→ WORK TO COMPLETE
Please put every line of the records below into a JSON list of strings, one string per line, with blank lines dropped and the pictures left out.

→ EXERCISE INPUTS

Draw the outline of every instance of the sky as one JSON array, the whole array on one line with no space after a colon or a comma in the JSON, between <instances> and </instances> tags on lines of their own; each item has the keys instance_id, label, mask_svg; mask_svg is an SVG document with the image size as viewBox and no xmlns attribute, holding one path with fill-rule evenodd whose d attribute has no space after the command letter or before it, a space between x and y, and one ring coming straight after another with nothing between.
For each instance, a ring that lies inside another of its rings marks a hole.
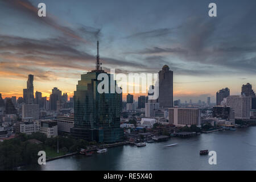
<instances>
[{"instance_id":1,"label":"sky","mask_svg":"<svg viewBox=\"0 0 256 182\"><path fill-rule=\"evenodd\" d=\"M46 5L39 17L38 5ZM217 5L217 17L208 5ZM0 0L0 93L22 97L28 75L34 91L73 94L81 74L174 72L174 99L214 102L228 87L256 89L256 1ZM137 94L138 95L138 94ZM125 96L123 96L125 97Z\"/></svg>"}]
</instances>

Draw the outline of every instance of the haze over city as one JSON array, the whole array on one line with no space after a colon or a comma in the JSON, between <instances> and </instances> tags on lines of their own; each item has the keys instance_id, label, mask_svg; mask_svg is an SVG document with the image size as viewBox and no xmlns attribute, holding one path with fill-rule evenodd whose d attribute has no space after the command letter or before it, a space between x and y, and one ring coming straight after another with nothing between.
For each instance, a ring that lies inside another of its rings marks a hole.
<instances>
[{"instance_id":1,"label":"haze over city","mask_svg":"<svg viewBox=\"0 0 256 182\"><path fill-rule=\"evenodd\" d=\"M214 101L226 87L240 94L242 84L256 86L256 2L248 1L216 1L213 19L200 8L210 1L44 1L43 18L40 1L0 1L0 92L22 96L32 74L43 96L53 87L73 96L81 74L95 69L98 40L108 72L154 73L168 65L174 100Z\"/></svg>"}]
</instances>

→ WRITTEN RESPONSE
[
  "Draw the outline of every instance of the sky as one JSON array, the whole array on one line with no space after a colon or a comma in the JSON, between <instances> and </instances> tags on lines of their own; each item has the keys instance_id, label, mask_svg; mask_svg is an SVG document with the image size as viewBox and no xmlns attribute, holding one path with fill-rule evenodd whose d attribute has no space after the command letter or before it, a space between x and y, and one ring coming straight after another with nothing between.",
  "For each instance, a ring that lies inside another of its rings marks a hole.",
  "<instances>",
  "[{\"instance_id\":1,\"label\":\"sky\",\"mask_svg\":\"<svg viewBox=\\\"0 0 256 182\\\"><path fill-rule=\\\"evenodd\\\" d=\\\"M46 5L39 17L38 5ZM217 5L217 17L208 5ZM0 0L0 93L22 97L28 75L34 91L73 94L81 74L174 72L174 99L214 102L228 87L256 89L256 1ZM137 94L138 95L138 94ZM125 96L123 96L125 97Z\\\"/></svg>\"}]",
  "</instances>",
  "Draw the outline of every instance of the haze over city as one JSON array, the whole array on one line with no space after a colon or a comma in the JSON, between <instances> and </instances> tags on lines of their own; each item has the keys instance_id, label, mask_svg; mask_svg is an SVG document with the image size as viewBox and no xmlns attribute, holding one path with fill-rule evenodd whose d attribute has no space after the command letter or before it, a space between x and y, and one ring coming straight after another with nothing between.",
  "For each instance, a ring that lies inside another of its rings marks a hole.",
  "<instances>",
  "[{\"instance_id\":1,\"label\":\"haze over city\",\"mask_svg\":\"<svg viewBox=\\\"0 0 256 182\\\"><path fill-rule=\\\"evenodd\\\" d=\\\"M214 101L226 87L240 94L242 84L256 86L256 2L248 1L216 1L213 19L200 8L210 1L44 1L43 18L40 1L0 1L0 92L22 96L32 74L43 96L53 87L73 96L81 74L95 69L98 40L108 72L154 73L168 65L174 100Z\\\"/></svg>\"}]",
  "</instances>"
]